[Exercise aim]
Which lines in the material below contain the string "paved"? Copy out each of those lines, matching case exactly.

[Dataset extract]
....
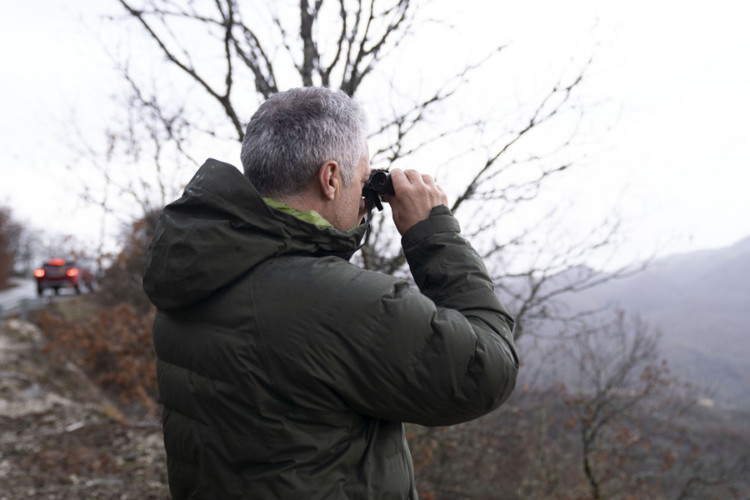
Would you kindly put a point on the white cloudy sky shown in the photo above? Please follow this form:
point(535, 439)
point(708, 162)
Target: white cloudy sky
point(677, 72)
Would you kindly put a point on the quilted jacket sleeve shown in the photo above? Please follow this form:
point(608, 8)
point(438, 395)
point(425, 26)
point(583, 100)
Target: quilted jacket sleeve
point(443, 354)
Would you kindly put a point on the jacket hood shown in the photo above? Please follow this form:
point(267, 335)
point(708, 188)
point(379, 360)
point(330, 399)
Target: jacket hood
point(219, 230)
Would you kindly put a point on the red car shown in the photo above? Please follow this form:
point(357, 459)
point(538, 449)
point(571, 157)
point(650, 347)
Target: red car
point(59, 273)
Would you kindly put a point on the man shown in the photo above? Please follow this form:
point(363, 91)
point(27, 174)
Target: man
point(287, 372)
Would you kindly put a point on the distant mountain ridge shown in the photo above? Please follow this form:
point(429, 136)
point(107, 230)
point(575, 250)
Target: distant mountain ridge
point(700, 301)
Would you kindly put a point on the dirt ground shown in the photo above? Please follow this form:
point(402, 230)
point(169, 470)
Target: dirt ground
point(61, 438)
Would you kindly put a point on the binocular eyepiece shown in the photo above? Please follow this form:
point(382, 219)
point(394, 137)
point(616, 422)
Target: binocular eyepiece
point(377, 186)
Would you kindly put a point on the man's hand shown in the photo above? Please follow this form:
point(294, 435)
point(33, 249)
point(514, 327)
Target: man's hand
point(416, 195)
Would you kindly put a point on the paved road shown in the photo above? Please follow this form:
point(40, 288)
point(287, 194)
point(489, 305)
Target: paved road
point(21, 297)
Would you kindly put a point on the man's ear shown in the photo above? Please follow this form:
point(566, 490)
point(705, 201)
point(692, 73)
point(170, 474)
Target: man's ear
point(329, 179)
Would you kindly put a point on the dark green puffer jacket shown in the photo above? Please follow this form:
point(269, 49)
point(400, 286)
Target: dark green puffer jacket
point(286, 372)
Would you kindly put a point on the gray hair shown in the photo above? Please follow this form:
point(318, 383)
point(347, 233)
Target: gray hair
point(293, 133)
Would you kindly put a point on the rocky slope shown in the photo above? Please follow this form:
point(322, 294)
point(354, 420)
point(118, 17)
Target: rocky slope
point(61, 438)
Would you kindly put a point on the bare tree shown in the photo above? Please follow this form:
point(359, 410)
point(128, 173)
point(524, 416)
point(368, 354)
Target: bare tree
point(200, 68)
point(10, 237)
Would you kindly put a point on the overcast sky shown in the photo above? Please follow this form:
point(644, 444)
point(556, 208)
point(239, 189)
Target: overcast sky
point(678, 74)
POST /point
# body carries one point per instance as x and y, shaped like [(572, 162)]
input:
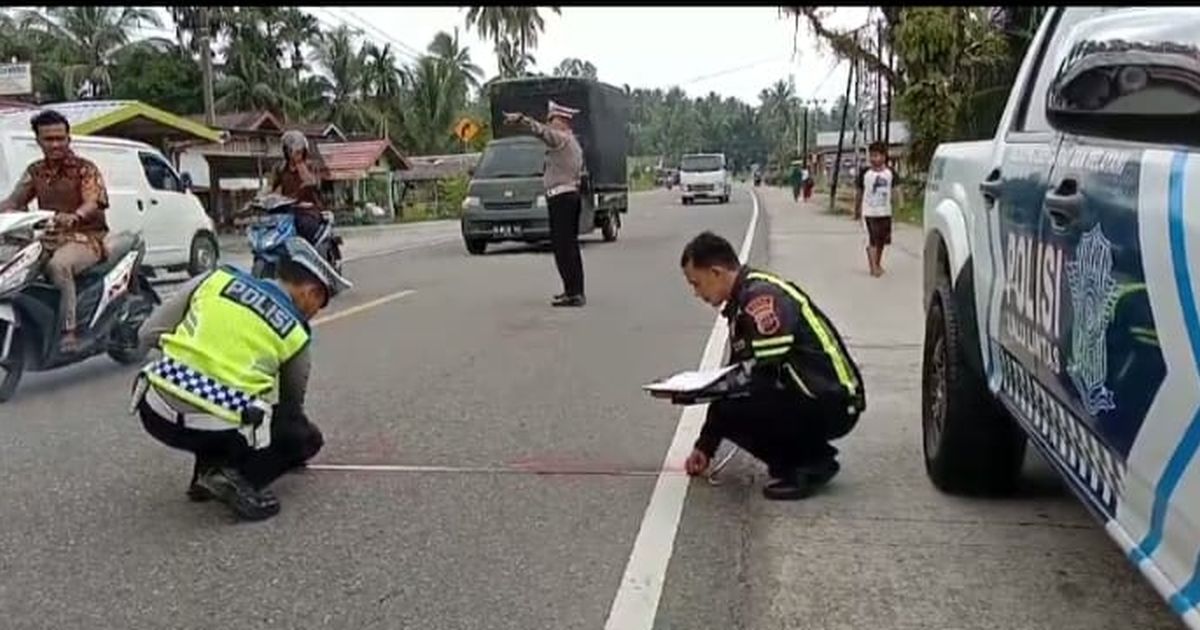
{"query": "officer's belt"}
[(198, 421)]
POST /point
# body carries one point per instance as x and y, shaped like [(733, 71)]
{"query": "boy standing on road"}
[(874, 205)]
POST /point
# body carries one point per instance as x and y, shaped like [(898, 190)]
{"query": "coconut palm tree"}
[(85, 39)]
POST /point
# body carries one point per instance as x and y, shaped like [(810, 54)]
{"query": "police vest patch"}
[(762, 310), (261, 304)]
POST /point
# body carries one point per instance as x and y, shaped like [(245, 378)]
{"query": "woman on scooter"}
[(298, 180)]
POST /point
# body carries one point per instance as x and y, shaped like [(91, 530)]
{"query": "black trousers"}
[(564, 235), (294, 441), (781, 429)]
....
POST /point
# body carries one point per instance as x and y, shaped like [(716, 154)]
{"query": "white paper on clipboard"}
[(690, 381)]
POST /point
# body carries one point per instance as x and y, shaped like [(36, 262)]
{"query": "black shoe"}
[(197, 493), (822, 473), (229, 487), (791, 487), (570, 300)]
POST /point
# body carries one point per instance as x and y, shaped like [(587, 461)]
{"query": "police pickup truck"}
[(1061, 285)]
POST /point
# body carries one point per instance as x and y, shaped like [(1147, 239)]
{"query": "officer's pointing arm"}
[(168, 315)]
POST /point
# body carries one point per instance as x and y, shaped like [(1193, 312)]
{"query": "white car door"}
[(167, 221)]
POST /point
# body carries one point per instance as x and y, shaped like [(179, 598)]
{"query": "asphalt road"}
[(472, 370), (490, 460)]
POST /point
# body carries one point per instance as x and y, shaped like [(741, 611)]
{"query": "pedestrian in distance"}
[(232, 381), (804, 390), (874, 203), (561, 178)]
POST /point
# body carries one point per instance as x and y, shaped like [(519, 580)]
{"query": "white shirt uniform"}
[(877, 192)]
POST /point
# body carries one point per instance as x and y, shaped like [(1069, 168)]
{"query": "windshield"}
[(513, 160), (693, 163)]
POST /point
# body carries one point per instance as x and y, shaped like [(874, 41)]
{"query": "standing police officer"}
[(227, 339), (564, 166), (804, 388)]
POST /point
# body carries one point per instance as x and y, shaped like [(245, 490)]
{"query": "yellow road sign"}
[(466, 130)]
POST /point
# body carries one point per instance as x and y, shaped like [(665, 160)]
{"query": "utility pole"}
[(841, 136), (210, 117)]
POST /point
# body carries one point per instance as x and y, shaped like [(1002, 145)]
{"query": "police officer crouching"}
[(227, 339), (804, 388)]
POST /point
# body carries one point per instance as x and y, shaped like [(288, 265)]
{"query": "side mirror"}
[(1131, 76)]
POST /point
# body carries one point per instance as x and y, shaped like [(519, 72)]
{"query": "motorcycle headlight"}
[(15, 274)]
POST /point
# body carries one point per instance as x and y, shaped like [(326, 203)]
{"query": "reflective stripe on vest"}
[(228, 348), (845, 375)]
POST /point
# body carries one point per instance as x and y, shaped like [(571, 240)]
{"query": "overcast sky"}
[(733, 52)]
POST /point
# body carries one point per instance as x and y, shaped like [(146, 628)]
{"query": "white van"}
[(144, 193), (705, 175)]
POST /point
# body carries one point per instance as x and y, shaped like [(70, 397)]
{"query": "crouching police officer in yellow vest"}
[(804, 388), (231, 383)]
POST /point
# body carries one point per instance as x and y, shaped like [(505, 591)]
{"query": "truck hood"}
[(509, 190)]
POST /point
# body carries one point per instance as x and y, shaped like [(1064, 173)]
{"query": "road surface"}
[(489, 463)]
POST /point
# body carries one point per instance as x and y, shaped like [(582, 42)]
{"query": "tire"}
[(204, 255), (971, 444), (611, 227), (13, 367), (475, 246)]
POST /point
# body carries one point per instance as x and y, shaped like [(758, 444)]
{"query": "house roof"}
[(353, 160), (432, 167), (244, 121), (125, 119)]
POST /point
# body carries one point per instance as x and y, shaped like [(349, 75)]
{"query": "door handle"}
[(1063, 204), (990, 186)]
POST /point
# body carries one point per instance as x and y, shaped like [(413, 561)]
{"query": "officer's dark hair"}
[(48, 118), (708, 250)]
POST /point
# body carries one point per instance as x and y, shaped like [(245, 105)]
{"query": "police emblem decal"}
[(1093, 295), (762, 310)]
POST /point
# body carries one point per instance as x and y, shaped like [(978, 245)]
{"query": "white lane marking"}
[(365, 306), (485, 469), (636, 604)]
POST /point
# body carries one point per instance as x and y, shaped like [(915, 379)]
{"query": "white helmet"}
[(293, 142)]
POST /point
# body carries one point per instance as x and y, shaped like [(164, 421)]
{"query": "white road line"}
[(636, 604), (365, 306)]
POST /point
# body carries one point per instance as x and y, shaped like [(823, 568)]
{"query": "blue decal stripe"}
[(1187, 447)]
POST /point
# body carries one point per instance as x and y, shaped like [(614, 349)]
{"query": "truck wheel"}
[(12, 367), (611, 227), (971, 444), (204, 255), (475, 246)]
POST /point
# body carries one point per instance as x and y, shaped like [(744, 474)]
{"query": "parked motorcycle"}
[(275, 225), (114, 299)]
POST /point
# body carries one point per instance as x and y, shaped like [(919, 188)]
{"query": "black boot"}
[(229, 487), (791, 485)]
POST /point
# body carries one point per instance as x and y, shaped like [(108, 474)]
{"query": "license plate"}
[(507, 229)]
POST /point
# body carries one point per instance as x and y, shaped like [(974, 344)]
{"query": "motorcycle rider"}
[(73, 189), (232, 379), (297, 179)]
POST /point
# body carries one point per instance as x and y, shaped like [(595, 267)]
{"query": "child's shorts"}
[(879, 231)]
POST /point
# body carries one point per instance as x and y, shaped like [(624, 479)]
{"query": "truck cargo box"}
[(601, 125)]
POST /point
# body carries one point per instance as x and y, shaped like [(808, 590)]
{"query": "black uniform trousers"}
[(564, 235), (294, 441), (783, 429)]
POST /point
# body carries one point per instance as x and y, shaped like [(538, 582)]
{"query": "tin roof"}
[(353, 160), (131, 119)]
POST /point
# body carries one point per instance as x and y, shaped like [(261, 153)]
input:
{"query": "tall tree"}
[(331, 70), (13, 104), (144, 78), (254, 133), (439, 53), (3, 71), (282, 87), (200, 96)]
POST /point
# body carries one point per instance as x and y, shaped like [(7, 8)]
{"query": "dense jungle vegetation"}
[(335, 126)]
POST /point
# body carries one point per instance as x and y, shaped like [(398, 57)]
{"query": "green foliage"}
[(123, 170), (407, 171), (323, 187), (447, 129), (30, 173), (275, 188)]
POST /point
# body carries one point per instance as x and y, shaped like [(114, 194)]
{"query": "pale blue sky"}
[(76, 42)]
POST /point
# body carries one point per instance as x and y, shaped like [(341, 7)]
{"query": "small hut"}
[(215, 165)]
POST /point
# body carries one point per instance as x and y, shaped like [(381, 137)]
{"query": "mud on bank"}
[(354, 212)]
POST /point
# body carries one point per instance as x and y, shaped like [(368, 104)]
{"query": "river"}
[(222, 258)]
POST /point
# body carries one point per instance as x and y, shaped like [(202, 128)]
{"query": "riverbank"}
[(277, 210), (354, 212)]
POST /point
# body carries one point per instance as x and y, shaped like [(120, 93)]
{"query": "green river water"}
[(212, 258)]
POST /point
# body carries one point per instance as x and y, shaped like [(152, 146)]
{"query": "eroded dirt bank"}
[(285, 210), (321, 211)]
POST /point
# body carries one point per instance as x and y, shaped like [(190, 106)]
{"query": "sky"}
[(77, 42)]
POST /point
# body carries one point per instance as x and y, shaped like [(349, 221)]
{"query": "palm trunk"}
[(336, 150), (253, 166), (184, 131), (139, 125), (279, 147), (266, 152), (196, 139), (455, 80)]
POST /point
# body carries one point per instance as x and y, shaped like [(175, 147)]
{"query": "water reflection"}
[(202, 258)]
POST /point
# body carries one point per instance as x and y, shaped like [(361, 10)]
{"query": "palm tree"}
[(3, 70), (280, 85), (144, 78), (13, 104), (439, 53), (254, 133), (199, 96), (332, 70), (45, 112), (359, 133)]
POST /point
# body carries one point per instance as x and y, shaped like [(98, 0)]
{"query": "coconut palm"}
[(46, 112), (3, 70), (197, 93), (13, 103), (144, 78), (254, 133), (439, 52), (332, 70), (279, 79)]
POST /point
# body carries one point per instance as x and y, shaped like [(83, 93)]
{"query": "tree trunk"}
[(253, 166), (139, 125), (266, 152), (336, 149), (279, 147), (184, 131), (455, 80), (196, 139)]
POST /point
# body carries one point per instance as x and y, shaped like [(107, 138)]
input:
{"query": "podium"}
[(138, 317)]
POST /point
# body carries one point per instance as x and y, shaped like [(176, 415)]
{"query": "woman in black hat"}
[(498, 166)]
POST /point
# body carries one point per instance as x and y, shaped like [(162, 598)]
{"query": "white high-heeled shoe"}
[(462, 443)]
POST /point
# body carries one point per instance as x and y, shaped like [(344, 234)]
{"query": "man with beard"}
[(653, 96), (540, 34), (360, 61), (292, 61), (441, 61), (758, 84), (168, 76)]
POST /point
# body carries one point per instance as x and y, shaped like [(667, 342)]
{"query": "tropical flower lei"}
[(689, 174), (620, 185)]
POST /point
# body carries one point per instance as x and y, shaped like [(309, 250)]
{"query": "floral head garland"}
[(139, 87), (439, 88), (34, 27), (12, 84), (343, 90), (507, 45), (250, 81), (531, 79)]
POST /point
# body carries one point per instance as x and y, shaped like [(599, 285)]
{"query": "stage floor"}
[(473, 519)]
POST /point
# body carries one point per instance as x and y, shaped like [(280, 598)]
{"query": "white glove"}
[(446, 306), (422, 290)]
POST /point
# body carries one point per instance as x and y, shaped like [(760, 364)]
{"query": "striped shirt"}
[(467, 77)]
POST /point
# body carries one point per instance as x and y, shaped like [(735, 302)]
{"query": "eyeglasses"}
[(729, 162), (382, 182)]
....
[Correct output]
Would you kindly put a point on the paved road shown in the photo above? Please follow this form:
Target: paved road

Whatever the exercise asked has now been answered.